(Rows from a dataset)

◆ ◆ ◆ ◆

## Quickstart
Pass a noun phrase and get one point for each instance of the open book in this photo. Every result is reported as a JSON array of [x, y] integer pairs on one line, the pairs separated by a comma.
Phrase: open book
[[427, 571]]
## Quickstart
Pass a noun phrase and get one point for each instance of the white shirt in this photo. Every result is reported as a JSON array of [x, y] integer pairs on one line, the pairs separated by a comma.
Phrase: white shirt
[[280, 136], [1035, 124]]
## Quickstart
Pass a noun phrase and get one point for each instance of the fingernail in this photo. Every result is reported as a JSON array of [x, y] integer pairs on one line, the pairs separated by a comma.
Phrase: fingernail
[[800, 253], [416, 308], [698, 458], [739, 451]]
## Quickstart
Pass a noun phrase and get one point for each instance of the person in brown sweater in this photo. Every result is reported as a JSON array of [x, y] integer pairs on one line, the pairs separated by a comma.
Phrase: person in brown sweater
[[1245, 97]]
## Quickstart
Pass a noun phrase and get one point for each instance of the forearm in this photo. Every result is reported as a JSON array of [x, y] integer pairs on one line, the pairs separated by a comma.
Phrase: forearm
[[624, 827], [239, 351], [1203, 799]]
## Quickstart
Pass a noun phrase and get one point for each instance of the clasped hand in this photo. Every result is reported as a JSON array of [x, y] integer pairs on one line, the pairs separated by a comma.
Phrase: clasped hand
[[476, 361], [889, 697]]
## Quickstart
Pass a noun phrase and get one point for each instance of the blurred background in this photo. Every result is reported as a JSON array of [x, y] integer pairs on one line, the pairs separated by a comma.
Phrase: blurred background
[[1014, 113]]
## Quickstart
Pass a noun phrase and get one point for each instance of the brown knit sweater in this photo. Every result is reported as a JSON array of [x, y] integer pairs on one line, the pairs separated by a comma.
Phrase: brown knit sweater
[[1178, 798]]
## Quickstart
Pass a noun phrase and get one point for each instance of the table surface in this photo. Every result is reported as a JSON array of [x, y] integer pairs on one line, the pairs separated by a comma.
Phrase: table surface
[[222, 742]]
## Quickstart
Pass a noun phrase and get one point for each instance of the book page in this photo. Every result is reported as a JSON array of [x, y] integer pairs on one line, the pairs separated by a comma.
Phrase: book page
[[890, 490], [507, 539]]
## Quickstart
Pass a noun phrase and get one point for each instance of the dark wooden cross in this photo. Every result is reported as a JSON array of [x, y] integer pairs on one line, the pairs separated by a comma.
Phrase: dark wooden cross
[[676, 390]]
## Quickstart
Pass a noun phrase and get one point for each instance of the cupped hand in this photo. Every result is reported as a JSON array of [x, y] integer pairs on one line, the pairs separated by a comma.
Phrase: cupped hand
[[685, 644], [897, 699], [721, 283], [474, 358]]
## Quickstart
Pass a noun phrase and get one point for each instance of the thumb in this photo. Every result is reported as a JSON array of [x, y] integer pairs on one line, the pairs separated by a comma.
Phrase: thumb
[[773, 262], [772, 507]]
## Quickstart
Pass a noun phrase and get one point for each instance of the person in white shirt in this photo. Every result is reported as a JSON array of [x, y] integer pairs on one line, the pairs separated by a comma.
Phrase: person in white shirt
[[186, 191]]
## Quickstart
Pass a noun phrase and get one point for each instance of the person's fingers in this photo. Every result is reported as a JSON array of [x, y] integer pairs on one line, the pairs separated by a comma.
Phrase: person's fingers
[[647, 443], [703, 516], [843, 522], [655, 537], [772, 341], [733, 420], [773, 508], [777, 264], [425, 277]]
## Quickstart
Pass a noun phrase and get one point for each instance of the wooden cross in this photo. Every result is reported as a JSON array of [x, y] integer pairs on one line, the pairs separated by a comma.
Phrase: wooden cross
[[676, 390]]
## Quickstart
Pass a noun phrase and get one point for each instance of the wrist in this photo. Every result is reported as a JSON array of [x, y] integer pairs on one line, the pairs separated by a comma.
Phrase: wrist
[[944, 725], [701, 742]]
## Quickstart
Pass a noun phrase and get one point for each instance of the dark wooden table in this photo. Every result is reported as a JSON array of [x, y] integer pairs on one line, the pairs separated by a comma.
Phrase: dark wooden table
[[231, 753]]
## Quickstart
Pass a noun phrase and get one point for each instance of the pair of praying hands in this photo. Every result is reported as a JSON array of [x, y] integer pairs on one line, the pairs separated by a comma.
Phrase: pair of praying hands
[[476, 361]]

◆ ◆ ◆ ◆

Written request >> Print each line of the records above again with no changes.

Answer to this problem >>
## Quickstart
Pass a noun phrase and get one point for each instance of the open book in this photo. Every result is reported as a JSON array of [x, y] integer pairs on one line, the pairs separated by a comma.
Phrase: open book
[[427, 571]]
## Quickstart
Pass a noun phrase and get one point for each instance of the white shirt in this photo. Every result is reported as a JSON array of [x, y] integer pairs on one line, the pairs separated by a comma.
Phrase: white shirt
[[280, 136], [1035, 124]]
## Quickstart
Pass a noun phrase and get one point for each instance of the fingernail in this photo. Every result is reported as a JSON array of [x, y] integer pairs on one line, the pairs separated by a comma.
Phrase: fingernail
[[800, 253], [416, 308], [698, 458], [739, 451]]
## Quickstart
Pass a noun phrase and get one point for each instance of the person in brown sweater in this photo. Every result is reported as a JSON array of [x, y] integer pairs on one line, the pairs separated by a comma.
Phrase: person in brown sweater
[[1245, 97]]
## Quickstart
Pass a noun phrase and get one point for each instance of the forearm in this photo. Every result is reported as a JSON array of [x, y] integer pairs on one line, the pairs separated by a comma.
Phrase: forearm
[[624, 827], [239, 351], [1203, 799]]
## Quickstart
Pass a noun phrase and get one point for each instance of the clasped hand in this photo. Every result is reported as a JSON array of [x, y] integer pairs on one line, the pairs separated by a comma.
Phrase: clasped hand
[[476, 361], [889, 697]]
## Quickstart
Pass a noun phrase and get one point for each instance of the blurred background in this photo. Every result is reported as a JSON array of [x, y] integer pairs on one line, the pairs separated by a comma.
Phrase: blurred background
[[1014, 113]]
## Quickstart
Pass a noun phrase and get one point for each instance of the brown knit sweater in this photo. Every result is reported as a JSON array of [x, y] integer pairs on one line, the pairs separated by a comma.
Phrase: brown knit sweater
[[1178, 798]]
## Quickstart
Pass a noun phrase and get one point for each instance of the table surface in this photo. Every result is reported as a JSON array of [x, y] integer pairs on one line, the pairs separated by a comma.
Phrase: table surface
[[222, 742]]
## Quickstart
Pass a noun phrase and get one point for each instance of the book page in this photo. Every result is reported as a JSON array of [x, y] integer pairs on one line, the pairs separated by a comma.
Phrase: book page
[[890, 490], [507, 539]]
## Quickstart
Pass a noun phrase and get one point for each instance of the dark wooden cross in this photo. Every result is reported as a JSON array of [x, y] integer pairs on one line, the pairs separated by a comma.
Phrase: dark wooden cross
[[676, 390]]
## Quickstart
Pass a noun phrase and get one point for each instance of the cupped hand in this photo. Every result is reported as a JSON array of [x, y] integer pairs on one line, the pairs separated by a comma.
Phrase: cupped hand
[[685, 644], [897, 699], [721, 283], [474, 358]]
## Quickstart
Pass a noun phrase and get one point for each instance of the thumb in this photo. Every result is reported as a JSON array of [x, y] integer pairs on one line, the pairs separated by a comma.
Phrase: thumb
[[773, 262], [772, 507]]
## Quickstart
Pass a noun phrase and get one point for each instance of the person in white shirt in this photo. Every result is reported as a JSON array of [x, y] integer pairs on one line, the pairs separated by a comma.
Phrase: person in white shirt
[[186, 191]]
## Quickstart
Pass a noun phrase and get one point for each instance of the person's fingers in this photo. Every result is reported as a JSON array of [x, y] integer pairs on one line, the pairs separated by a comma.
Phrase: person's fingers
[[647, 443], [703, 516], [843, 522], [655, 537], [772, 341], [733, 420], [773, 508], [777, 264], [425, 277]]
## Quickstart
Pass a noun phrase and get one point for each instance of the wooden cross in this photo. Every result is reported as a JSON array of [x, y] integer pairs on one line, the pairs separated by a comma.
Phrase: wooden cross
[[676, 390]]
## Quickstart
Pass a noun phrase and get one point for each instance of the wrist in this photo. Every result is reported as a JSON array of [x, y] integer pairs on one line, the pairs separated by a comma.
Phrase: wrist
[[944, 725], [701, 742]]
## Quickstart
Pass a noun phrase and get one point for each instance of the dark wooden table in this photo. Every result is reported as a JSON array of [x, y] integer pairs on one line, the pairs separated by a comma.
Phrase: dark wooden table
[[231, 753]]
## Quickstart
Pass a noun phrase and get one point for each instance of the pair of praying hands in this photo. Every result is reported as a JSON array of [x, y] integer pairs on one line, the pairs separated by a comma.
Phrase: pair of praying hands
[[476, 361]]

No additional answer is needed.